*Record extracts:*

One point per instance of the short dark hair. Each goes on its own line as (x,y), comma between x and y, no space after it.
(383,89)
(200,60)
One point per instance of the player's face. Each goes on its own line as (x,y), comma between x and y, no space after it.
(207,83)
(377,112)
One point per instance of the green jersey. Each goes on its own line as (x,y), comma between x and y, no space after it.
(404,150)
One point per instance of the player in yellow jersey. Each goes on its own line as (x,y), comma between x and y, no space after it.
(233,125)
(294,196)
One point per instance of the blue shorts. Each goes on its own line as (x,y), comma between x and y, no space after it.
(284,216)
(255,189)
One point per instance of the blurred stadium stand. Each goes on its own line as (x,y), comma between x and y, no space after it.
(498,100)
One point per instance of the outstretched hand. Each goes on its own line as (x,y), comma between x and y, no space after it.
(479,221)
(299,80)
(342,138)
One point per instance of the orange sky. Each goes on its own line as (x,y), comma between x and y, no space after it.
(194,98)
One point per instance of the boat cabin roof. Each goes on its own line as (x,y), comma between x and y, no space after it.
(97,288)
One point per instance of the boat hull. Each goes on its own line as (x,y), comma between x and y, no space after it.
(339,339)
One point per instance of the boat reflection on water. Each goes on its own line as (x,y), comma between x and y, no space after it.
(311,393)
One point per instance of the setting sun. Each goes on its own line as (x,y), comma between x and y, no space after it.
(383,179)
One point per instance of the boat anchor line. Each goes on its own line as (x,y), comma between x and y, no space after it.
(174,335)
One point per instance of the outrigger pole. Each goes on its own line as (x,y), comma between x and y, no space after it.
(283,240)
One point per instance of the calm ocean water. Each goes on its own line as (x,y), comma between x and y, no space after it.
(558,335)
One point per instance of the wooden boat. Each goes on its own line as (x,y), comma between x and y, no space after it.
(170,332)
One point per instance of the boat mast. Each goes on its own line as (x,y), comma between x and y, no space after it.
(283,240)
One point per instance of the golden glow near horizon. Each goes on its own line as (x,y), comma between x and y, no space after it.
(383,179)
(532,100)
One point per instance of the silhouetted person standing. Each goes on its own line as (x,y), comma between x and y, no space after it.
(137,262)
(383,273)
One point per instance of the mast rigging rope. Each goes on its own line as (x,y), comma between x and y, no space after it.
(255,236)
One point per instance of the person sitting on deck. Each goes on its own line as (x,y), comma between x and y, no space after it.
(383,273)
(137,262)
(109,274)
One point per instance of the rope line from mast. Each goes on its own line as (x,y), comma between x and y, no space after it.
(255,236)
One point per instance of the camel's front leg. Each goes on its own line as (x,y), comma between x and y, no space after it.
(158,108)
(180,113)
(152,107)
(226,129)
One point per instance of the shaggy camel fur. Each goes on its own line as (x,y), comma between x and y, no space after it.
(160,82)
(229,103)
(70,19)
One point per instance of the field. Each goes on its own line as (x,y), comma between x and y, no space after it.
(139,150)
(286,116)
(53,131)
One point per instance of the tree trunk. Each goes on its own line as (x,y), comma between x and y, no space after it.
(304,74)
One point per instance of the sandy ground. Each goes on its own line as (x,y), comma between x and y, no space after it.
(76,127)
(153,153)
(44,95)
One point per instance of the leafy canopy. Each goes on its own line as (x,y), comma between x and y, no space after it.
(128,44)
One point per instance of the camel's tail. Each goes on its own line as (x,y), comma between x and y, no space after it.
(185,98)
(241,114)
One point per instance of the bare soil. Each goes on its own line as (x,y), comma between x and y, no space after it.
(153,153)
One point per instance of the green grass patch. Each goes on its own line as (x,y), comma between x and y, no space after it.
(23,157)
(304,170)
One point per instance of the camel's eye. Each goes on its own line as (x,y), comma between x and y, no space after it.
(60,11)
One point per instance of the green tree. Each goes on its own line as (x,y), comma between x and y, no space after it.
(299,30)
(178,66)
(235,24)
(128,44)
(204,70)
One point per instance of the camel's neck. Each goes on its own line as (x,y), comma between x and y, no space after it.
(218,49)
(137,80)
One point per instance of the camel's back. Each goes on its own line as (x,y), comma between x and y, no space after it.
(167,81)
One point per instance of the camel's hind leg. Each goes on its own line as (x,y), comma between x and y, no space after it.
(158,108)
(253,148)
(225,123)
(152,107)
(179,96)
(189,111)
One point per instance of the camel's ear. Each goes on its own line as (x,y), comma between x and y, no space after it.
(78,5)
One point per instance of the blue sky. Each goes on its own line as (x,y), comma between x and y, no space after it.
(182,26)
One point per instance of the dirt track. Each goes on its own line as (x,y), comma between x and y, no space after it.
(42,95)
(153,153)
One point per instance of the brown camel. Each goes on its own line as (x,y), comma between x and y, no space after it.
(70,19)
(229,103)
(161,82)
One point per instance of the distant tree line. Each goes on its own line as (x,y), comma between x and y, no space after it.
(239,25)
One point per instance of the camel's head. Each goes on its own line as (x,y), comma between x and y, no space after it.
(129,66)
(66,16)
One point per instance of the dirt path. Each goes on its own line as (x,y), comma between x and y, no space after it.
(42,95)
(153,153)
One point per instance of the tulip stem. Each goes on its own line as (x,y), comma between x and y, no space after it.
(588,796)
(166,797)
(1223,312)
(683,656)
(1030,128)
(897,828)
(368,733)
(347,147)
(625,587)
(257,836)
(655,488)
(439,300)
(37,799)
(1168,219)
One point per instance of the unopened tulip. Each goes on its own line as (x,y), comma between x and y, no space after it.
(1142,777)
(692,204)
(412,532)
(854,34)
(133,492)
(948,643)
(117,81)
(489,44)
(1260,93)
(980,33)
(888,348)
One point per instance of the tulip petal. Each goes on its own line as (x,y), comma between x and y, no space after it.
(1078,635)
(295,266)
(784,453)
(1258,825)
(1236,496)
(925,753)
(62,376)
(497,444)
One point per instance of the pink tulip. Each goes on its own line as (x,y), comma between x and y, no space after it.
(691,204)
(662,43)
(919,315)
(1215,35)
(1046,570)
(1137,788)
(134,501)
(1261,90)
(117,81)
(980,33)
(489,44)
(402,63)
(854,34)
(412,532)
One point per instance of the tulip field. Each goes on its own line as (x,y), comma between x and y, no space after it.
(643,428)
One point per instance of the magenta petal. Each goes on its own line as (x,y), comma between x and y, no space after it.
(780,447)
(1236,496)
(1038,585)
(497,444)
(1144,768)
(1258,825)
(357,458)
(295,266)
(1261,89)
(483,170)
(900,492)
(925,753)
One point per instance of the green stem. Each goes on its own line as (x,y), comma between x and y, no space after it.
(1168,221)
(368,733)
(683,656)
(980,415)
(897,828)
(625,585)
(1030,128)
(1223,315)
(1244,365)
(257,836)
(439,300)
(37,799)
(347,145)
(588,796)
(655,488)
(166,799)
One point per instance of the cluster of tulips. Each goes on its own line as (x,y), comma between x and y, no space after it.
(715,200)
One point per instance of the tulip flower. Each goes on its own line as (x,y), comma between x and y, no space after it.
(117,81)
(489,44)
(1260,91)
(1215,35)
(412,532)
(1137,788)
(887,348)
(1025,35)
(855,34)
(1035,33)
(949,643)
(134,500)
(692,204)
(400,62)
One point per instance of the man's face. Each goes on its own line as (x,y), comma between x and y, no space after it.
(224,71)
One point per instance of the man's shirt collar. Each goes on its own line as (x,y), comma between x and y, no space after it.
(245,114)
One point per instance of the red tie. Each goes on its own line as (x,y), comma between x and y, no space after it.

*Problem requirements:*
Every line from the one containing "One point per instance of the cluster" through the last line must be copied exactly; leave out the rest.

*Exercise result:*
One point per instance of the cluster of tulips. Each goes on its own line as (x,y), comma between x and y, no space after it.
(715,200)
One point per instance of the tulip flower. Each goes on its own line as (x,y), comma between x and y, no space after it.
(117,81)
(489,44)
(1260,91)
(1215,35)
(412,532)
(1137,788)
(887,348)
(1025,35)
(855,34)
(1035,33)
(949,643)
(134,500)
(692,204)
(400,62)
One point per instance of the man's face. Each goes on its own line as (x,y), comma between x and y, no space after it.
(224,71)
One point per instance of the man's shirt collar. Each goes on its own line as (x,y), comma between x and y, no space after it.
(245,114)
One point per instance of the red tie. Each goes on its own line as (x,y), comma between x and y, no space after it.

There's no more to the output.